**Passage provided**
━━━━━━━━━━

Analysis by Barbara Ehrenreich of W’s speech in Cleveland on 10 July 2007, where among other things, George spoke up vs. socialized medicine — or in Bush-babel, “Federalized medicine”.

GWB: “I strongly object to the government providing incentives for people to leave private medicine, private health care to the public sector. And I think it’s wrong and I think it’s a mistake. And therefore, I will resist Congress’s attempt … to federalize medicine … In my judgment that would be — it would lead to not better medicine, but worse medicine. It would lead to not more innovation, but less innovation.”

EHRENREICH: “Now you don’t have to have seen “Sicko” to know that if there is one area of human endeavor where private enterprise doesn’t work, it’s health care. Consider the private, profit-making, insurance industry that Bush is so determined to defend. What “innovations” has it produced? The deductible, the co-pay, and the pre-existing condition are the only ones that leap to mind. In general, the great accomplishment of the private health insurance industry has been to overturn the very meaning of “insurance,” which is risk-sharing: We all put in some money, though only some of us will need to draw on the common pool by using expensive health care. And the insurance companies have overturned it by refusing to insure the people who need care the most – those who are already, or are likely to become, sick.”

Well OK, then…

Keep in mind “43” was arguing against any expansion of federal law — the State Children’s Health Insurance Programs (S-CHIP), which provides health coverage for uninsured American children, as authorized under Title XXI of the Balanced Budget Act of 1997. States may set eligibility requirements within broad Federal guidelines, but the thrust of the legislation — to provide a safety net for children with medical needs, who otherwise could not afford care.

━━━━━━━━━━

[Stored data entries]
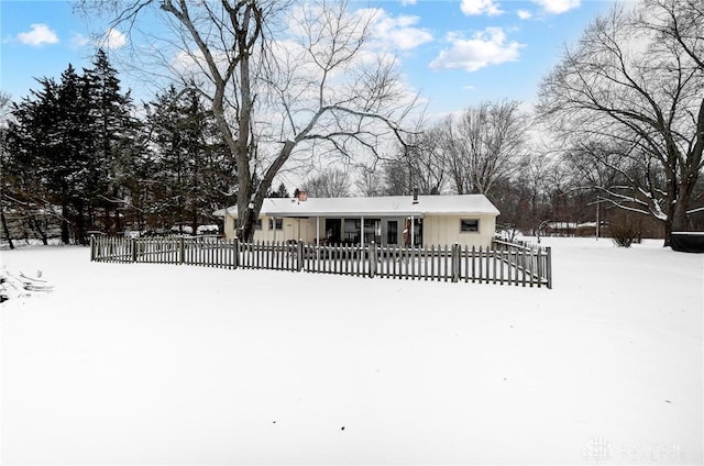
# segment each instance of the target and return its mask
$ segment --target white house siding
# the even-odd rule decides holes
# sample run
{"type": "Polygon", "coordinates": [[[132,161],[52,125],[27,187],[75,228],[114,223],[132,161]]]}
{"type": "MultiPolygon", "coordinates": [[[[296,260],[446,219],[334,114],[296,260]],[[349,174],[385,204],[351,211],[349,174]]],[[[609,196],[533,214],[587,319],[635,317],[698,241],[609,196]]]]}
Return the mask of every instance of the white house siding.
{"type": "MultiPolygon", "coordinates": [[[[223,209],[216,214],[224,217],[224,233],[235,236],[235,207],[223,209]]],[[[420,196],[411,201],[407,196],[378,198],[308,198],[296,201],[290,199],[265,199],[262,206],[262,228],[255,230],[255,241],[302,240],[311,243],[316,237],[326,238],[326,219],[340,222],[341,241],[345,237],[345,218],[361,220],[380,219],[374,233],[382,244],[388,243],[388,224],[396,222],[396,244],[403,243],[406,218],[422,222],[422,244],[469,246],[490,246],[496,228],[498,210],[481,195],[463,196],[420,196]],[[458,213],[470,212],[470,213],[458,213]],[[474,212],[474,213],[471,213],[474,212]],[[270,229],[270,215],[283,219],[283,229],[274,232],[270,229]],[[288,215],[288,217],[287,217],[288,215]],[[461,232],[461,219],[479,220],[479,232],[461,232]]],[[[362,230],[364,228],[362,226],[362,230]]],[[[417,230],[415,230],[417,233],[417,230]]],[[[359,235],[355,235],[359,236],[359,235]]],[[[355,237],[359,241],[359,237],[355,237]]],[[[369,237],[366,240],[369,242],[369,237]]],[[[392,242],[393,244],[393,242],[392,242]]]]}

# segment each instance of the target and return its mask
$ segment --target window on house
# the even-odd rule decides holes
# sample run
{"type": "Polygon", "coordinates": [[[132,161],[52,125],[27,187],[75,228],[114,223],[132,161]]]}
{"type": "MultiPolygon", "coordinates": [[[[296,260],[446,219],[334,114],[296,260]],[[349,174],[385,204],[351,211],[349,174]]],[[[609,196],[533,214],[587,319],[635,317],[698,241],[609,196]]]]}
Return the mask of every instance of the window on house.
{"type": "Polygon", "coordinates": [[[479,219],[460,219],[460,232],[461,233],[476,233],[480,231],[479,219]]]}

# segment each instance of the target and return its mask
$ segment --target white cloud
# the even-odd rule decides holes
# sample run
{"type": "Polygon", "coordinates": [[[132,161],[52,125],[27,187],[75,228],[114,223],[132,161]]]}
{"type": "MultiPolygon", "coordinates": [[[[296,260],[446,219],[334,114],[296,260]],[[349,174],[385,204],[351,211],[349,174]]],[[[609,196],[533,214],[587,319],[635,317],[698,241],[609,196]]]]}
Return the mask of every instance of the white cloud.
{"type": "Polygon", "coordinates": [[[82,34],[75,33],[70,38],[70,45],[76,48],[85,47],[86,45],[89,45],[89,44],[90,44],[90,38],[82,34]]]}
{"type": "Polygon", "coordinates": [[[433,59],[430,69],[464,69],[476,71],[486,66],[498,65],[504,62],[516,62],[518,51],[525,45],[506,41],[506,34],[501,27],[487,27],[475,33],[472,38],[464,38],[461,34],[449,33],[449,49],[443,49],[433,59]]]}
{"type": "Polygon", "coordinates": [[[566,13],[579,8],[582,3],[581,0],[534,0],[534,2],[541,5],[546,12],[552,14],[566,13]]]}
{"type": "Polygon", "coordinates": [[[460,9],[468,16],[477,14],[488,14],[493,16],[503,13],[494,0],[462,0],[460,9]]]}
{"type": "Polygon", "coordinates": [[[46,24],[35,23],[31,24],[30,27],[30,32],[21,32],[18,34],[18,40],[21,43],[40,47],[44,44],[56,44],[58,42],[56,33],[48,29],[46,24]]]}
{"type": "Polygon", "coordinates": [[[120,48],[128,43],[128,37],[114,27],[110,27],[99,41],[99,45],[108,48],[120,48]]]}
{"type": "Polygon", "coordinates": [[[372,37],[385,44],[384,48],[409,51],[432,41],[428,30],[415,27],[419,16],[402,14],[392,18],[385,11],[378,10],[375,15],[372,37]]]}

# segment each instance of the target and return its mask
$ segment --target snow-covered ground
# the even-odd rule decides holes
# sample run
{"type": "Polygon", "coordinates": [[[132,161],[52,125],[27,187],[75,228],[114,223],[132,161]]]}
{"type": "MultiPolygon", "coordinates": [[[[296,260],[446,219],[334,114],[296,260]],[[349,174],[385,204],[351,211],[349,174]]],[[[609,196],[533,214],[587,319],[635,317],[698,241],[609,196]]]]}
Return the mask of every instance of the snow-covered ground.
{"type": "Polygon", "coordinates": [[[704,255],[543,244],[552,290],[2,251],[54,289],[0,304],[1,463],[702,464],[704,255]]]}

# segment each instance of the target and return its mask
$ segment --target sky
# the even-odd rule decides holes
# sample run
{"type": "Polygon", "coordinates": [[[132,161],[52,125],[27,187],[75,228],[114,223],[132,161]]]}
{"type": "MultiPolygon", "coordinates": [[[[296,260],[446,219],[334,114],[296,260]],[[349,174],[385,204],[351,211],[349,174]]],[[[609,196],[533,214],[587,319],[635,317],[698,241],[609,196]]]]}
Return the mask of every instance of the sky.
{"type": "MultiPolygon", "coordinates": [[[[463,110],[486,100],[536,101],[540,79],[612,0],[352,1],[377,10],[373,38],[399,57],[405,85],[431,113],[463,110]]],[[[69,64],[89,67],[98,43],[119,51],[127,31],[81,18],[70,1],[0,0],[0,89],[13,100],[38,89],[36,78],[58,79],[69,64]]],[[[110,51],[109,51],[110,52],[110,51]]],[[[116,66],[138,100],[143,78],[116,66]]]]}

━━━━━━━━━━

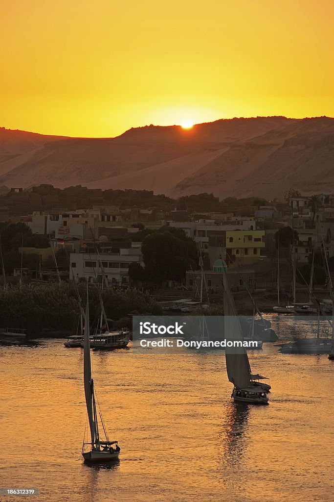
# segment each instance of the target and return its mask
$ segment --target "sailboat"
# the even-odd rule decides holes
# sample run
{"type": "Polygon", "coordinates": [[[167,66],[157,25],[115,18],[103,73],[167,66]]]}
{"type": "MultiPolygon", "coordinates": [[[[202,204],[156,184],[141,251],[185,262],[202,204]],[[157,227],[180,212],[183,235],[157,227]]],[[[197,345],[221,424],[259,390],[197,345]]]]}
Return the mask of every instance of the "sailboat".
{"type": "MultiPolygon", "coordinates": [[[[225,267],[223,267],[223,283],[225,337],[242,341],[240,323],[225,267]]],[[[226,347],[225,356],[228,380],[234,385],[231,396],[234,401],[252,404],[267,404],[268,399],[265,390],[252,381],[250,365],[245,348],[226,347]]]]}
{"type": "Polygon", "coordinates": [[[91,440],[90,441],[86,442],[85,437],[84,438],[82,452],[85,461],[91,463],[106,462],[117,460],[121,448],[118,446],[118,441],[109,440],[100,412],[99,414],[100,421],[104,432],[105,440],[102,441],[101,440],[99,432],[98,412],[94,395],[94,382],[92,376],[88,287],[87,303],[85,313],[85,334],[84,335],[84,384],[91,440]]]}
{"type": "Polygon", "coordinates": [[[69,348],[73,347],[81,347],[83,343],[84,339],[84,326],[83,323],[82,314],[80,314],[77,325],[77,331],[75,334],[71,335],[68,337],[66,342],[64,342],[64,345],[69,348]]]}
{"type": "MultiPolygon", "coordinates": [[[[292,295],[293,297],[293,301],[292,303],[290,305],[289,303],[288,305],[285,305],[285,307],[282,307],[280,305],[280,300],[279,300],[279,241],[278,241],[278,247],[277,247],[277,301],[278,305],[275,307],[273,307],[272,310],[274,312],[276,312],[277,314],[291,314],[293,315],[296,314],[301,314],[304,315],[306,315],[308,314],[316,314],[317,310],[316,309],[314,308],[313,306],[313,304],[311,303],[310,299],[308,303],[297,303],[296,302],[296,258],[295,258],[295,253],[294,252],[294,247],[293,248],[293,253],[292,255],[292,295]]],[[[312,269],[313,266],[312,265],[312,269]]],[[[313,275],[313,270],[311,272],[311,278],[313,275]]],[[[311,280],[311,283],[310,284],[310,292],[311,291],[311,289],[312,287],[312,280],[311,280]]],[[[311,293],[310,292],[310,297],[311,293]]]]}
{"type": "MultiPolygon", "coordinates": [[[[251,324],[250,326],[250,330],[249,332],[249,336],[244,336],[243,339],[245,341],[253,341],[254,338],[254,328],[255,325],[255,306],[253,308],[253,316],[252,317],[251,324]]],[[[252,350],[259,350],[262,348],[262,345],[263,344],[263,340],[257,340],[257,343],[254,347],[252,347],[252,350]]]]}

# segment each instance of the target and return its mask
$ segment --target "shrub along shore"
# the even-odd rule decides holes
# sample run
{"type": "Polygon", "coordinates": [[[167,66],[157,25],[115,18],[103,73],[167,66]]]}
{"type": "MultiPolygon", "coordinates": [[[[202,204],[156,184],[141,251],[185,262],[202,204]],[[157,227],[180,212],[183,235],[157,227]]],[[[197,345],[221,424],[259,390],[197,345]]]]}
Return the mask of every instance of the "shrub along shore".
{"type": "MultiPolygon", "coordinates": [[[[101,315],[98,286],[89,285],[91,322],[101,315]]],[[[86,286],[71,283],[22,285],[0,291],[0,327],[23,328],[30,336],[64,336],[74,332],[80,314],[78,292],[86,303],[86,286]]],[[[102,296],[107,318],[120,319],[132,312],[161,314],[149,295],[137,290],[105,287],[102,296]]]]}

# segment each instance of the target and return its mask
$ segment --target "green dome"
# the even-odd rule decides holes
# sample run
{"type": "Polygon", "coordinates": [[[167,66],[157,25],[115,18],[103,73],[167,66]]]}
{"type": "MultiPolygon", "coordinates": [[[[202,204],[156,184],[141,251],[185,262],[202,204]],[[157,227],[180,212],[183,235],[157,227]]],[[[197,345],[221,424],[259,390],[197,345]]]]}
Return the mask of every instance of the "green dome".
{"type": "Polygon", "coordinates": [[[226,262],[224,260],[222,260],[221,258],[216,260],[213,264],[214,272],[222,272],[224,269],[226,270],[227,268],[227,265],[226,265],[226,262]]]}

━━━━━━━━━━

**Your tasks**
[a] Answer these questions using the passage on the Cleveland speech:
(i) On what date did Bush give the speech in Cleveland?
(ii) Which three "innovations" of the private insurance industry does Ehrenreich name?
(iii) Under which law is S-CHIP authorized?
[b] In one to three sentences, explain why Ehrenreich says the private health insurance industry has overturned the very meaning of "insurance," based on the passage on the Cleveland speech.

**Responses to the exercise**
[a]
(i) 10 July 2007.
(ii) The deductible, the co-pay, and the pre-existing condition.
(iii) Title XXI of the Balanced Budget Act of 1997.

[b] Ehrenreich says insurance means risk-sharing: everyone puts money into a common pool, and only some draw on it for expensive care. Insurance companies have overturned this by refusing to insure the people who need care the most, those who are already sick or likely to become sick.